(REQUIREMENT): Reproduce, word for word, every line starting at the line that contains "Accessibility service: describe where the floral" and ending with the final line of the entries.

(RECORDS FOR THE TASK):
--- begin ---

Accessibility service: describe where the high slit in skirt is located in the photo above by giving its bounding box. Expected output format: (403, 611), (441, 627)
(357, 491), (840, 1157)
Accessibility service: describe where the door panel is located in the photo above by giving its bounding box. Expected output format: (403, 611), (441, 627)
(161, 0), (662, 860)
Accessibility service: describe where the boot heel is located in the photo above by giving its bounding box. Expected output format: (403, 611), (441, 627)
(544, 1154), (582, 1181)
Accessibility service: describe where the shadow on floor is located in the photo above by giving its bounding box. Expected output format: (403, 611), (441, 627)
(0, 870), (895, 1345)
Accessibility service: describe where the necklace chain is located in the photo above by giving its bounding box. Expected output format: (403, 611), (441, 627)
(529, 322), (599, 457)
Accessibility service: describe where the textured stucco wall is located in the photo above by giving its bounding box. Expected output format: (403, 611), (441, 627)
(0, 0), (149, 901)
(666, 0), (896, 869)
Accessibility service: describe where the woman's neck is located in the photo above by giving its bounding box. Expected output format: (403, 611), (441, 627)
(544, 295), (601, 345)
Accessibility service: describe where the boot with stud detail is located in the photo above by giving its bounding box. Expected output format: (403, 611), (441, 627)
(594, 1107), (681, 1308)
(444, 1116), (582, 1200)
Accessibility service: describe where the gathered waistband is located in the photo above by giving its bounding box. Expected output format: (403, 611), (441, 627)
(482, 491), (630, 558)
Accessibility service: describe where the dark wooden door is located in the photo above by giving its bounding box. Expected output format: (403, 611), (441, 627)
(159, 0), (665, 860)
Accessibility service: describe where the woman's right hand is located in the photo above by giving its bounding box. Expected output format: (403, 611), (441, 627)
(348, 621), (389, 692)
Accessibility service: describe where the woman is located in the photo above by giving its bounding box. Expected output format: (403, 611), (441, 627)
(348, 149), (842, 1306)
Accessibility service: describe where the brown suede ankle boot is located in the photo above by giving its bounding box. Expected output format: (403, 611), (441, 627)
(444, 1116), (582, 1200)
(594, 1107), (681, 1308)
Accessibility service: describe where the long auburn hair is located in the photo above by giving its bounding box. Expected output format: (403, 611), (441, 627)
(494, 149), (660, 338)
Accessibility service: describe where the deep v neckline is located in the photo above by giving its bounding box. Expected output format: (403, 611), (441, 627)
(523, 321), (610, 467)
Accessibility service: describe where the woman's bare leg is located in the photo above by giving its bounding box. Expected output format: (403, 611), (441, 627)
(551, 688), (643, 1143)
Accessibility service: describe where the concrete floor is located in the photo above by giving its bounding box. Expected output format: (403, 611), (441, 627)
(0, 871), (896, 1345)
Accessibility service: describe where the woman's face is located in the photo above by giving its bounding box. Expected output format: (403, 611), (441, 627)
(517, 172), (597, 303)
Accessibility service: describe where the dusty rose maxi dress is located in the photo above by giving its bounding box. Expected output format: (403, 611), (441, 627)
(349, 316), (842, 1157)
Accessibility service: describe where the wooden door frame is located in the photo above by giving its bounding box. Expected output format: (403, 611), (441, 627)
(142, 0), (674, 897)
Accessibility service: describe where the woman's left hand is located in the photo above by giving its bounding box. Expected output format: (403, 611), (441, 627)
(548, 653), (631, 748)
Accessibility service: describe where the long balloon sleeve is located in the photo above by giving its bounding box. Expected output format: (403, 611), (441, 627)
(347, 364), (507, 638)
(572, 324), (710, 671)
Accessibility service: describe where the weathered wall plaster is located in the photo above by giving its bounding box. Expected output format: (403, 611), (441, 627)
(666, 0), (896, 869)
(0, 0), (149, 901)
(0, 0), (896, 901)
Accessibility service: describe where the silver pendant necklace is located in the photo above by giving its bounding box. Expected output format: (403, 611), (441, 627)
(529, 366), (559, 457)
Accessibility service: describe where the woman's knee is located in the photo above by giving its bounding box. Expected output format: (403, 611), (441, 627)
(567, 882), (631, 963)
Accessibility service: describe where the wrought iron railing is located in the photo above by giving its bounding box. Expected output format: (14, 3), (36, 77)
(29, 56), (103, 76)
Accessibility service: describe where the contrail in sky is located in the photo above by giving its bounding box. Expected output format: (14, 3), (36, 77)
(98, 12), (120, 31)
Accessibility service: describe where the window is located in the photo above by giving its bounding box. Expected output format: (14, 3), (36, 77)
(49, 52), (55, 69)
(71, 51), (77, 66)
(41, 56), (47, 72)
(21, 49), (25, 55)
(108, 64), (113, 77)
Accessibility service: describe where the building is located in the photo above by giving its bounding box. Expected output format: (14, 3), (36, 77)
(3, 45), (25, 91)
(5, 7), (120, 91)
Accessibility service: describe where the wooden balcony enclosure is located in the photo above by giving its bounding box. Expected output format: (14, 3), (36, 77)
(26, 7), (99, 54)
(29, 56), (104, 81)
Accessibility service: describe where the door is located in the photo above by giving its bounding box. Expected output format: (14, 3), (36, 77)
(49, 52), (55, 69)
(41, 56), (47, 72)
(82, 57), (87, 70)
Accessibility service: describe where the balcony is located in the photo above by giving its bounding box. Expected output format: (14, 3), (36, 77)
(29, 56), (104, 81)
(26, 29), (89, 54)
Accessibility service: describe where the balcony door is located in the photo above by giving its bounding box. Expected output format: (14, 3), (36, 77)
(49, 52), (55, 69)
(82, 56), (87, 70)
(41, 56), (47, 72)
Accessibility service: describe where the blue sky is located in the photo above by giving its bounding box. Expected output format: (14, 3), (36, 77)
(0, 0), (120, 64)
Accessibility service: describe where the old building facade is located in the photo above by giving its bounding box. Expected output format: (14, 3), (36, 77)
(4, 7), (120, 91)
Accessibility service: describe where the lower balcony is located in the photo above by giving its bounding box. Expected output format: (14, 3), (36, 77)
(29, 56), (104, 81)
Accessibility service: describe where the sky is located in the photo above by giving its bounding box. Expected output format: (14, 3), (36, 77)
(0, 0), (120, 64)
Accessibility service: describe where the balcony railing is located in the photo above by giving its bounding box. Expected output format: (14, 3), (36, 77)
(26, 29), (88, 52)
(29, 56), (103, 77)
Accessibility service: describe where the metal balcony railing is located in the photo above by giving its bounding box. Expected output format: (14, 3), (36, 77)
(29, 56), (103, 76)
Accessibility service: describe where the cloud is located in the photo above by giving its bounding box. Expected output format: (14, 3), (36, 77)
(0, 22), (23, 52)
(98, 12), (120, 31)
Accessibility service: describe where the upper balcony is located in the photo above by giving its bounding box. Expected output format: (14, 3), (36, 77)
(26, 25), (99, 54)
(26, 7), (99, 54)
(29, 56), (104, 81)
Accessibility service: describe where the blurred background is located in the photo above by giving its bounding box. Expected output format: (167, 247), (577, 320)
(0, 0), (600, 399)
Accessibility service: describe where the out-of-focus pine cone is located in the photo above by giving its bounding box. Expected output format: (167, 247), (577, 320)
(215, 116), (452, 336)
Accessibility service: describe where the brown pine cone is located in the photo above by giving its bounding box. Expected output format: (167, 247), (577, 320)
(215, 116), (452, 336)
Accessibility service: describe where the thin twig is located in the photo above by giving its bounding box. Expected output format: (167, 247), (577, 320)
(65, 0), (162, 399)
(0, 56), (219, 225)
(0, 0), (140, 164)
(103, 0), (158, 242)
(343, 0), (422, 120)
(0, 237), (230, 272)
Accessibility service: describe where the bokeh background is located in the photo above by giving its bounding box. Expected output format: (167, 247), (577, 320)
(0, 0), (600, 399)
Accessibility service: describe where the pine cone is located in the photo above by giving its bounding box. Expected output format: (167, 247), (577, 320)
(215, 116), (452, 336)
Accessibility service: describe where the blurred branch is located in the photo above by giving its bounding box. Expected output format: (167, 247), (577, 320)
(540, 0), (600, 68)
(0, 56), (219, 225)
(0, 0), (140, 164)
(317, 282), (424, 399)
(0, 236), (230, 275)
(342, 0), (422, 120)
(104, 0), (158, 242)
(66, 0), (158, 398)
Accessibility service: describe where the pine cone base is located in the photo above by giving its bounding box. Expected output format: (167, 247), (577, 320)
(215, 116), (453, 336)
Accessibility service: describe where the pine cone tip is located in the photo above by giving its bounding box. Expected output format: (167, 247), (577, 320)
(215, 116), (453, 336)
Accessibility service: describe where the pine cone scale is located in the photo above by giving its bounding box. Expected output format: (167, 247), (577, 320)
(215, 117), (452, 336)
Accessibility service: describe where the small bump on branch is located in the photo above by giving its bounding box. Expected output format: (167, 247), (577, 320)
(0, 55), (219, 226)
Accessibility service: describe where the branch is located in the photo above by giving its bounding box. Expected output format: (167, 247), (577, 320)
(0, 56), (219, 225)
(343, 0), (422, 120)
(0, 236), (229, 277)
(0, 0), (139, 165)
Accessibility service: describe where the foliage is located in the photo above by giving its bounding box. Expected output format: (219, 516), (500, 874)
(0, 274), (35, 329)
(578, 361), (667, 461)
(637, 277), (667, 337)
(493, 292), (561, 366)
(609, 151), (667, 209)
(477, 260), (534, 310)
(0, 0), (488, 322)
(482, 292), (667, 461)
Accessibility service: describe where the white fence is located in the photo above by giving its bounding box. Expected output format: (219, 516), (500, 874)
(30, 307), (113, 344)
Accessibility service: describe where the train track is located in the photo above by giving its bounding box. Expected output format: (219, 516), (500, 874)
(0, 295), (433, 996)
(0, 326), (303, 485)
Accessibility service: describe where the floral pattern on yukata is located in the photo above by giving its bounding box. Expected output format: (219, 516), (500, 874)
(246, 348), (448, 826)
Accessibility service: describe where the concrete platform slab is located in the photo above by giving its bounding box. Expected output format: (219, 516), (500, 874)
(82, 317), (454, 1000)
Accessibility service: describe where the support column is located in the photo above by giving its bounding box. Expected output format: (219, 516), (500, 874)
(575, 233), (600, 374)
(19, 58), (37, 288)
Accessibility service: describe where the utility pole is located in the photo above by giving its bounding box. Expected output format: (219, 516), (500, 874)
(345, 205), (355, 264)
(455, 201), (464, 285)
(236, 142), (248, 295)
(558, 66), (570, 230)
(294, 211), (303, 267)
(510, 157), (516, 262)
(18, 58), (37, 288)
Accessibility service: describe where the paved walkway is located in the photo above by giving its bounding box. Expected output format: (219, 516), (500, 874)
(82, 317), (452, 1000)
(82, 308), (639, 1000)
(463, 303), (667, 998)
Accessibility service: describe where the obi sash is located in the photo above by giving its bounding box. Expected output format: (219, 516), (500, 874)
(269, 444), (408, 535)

--- end ---

(PROBLEM SOLUTION):
Accessibility service: describe where the floral pattern on yukata is located in the photo above by giving its bounding box. Expected output format: (219, 516), (500, 874)
(246, 348), (448, 826)
Accessibility service: describe where the concrete platform slab is located in the photo above by giving its bounding box. Expected output format: (219, 516), (500, 874)
(82, 317), (454, 1000)
Accessibility service: describe where the support column is located in the photo above by giving its bounding box. Expected output format: (219, 516), (500, 874)
(575, 233), (600, 374)
(19, 58), (37, 288)
Accessibility service: describe where the utility pole is located in the photo above by giving its bounding box. Expected output format: (219, 516), (500, 874)
(345, 205), (355, 264)
(455, 201), (464, 285)
(236, 142), (248, 295)
(558, 66), (570, 230)
(294, 211), (303, 267)
(510, 157), (516, 262)
(18, 58), (37, 288)
Accessibility service: describe where the paved walkway is located in the photo above by giving its bounding box. Expected output format: (219, 516), (500, 874)
(82, 317), (452, 1000)
(82, 308), (639, 1000)
(463, 303), (667, 998)
Accessibility service: describe where the obi sash is located in the photo above by giving its bounding box. Expected output format: (219, 516), (500, 874)
(269, 444), (408, 535)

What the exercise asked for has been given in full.